▶ [EXTRACTED INFORMATION]
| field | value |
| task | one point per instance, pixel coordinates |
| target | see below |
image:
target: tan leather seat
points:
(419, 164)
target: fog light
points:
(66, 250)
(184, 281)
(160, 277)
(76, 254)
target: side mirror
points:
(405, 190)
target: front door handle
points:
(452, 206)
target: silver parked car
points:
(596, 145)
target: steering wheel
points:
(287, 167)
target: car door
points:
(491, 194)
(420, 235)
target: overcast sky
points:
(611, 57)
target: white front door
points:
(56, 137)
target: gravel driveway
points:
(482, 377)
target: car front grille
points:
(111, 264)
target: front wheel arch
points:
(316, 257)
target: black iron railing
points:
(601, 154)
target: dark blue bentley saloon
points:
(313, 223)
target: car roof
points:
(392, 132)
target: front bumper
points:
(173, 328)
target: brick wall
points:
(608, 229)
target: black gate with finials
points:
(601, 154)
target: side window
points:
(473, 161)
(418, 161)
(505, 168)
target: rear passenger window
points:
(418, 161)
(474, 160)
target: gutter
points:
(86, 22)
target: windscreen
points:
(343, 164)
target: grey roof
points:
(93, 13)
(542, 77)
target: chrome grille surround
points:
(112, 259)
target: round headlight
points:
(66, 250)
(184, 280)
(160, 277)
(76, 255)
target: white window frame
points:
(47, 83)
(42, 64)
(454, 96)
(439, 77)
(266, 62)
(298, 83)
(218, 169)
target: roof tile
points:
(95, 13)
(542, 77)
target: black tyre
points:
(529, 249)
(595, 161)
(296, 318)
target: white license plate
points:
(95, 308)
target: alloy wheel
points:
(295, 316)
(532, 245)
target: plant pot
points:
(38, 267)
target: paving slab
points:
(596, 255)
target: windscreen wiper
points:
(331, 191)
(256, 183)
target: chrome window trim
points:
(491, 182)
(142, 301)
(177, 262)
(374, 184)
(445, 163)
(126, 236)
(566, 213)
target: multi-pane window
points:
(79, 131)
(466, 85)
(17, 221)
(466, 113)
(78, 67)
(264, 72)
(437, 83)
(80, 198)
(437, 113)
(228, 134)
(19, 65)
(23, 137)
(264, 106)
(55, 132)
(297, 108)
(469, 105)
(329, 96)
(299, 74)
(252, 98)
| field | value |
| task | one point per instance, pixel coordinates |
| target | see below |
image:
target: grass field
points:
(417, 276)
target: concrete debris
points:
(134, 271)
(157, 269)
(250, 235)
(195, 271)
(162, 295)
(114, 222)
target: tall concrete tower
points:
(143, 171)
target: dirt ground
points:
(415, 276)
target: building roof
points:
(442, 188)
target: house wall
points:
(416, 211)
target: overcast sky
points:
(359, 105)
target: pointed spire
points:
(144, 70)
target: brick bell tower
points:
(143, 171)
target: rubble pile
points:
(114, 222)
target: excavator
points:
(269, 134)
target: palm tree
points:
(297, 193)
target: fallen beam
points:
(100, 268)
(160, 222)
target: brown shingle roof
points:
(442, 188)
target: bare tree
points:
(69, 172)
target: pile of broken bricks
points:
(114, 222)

▶ [EXERCISE AIM]
Start to finish, copy the material out exactly.

▶ [ANSWER SECTION]
| field | value |
| task | one point per instance, pixel coordinates |
| target | see below |
image:
target: tan leather seat
points:
(419, 164)
target: fog light
points:
(66, 250)
(184, 281)
(160, 277)
(76, 254)
target: side mirror
points:
(405, 190)
target: front door handle
points:
(452, 206)
target: silver parked car
points:
(596, 145)
target: steering wheel
points:
(287, 167)
target: car door
points:
(491, 194)
(420, 235)
target: overcast sky
points:
(611, 57)
target: white front door
points:
(56, 137)
target: gravel driveway
points:
(482, 377)
target: car front grille
points:
(111, 264)
target: front wheel arch
points:
(316, 257)
target: black iron railing
points:
(601, 154)
target: dark blue bentley saloon
points:
(313, 223)
target: car roof
points:
(392, 132)
target: front bumper
points:
(173, 328)
target: brick wall
points:
(608, 229)
target: black gate with finials
points:
(601, 154)
target: side window
points:
(473, 161)
(418, 161)
(505, 168)
target: rear passenger window
points:
(418, 161)
(474, 160)
target: gutter
points:
(86, 22)
target: windscreen
points:
(343, 164)
target: grey roof
points:
(93, 13)
(542, 77)
target: chrome grille surround
points:
(112, 259)
target: round headlight
points:
(66, 250)
(184, 280)
(160, 277)
(76, 255)
target: white window frame
points:
(47, 83)
(42, 64)
(454, 96)
(439, 77)
(266, 62)
(298, 83)
(218, 169)
target: roof tile
points:
(95, 13)
(542, 77)
target: black tyre
points:
(529, 249)
(595, 161)
(296, 318)
target: white license plate
points:
(95, 308)
target: alloy wheel
points:
(295, 316)
(532, 245)
target: plant pot
points:
(38, 267)
target: paving slab
points:
(596, 255)
target: windscreen wiper
points:
(331, 191)
(256, 183)
target: chrome window trim
points:
(491, 182)
(142, 301)
(177, 262)
(374, 184)
(445, 163)
(126, 236)
(566, 213)
target: multi-pane window
points:
(79, 131)
(466, 85)
(17, 221)
(466, 113)
(78, 67)
(264, 72)
(437, 83)
(80, 198)
(437, 113)
(228, 134)
(19, 65)
(23, 137)
(264, 106)
(55, 132)
(297, 108)
(469, 105)
(329, 96)
(299, 74)
(252, 98)
| field | value |
| task | one point per instance, pixel coordinates |
| target | see below |
image:
target: grass field
points:
(417, 276)
target: concrete debris
points:
(134, 271)
(157, 269)
(250, 235)
(195, 271)
(162, 295)
(114, 222)
target: tall concrete tower
points:
(143, 171)
target: dirt ground
points:
(415, 276)
target: building roof
points:
(442, 188)
target: house wall
points:
(416, 211)
target: overcast sky
points:
(359, 105)
target: pointed spire
points:
(144, 70)
target: brick bell tower
points:
(143, 171)
target: rubble pile
points:
(114, 222)
target: excavator
points:
(269, 134)
target: palm tree
points:
(297, 193)
target: fallen beam
points:
(100, 268)
(160, 222)
target: brown shingle roof
points:
(442, 188)
target: bare tree
points:
(69, 172)
target: pile of broken bricks
points:
(114, 222)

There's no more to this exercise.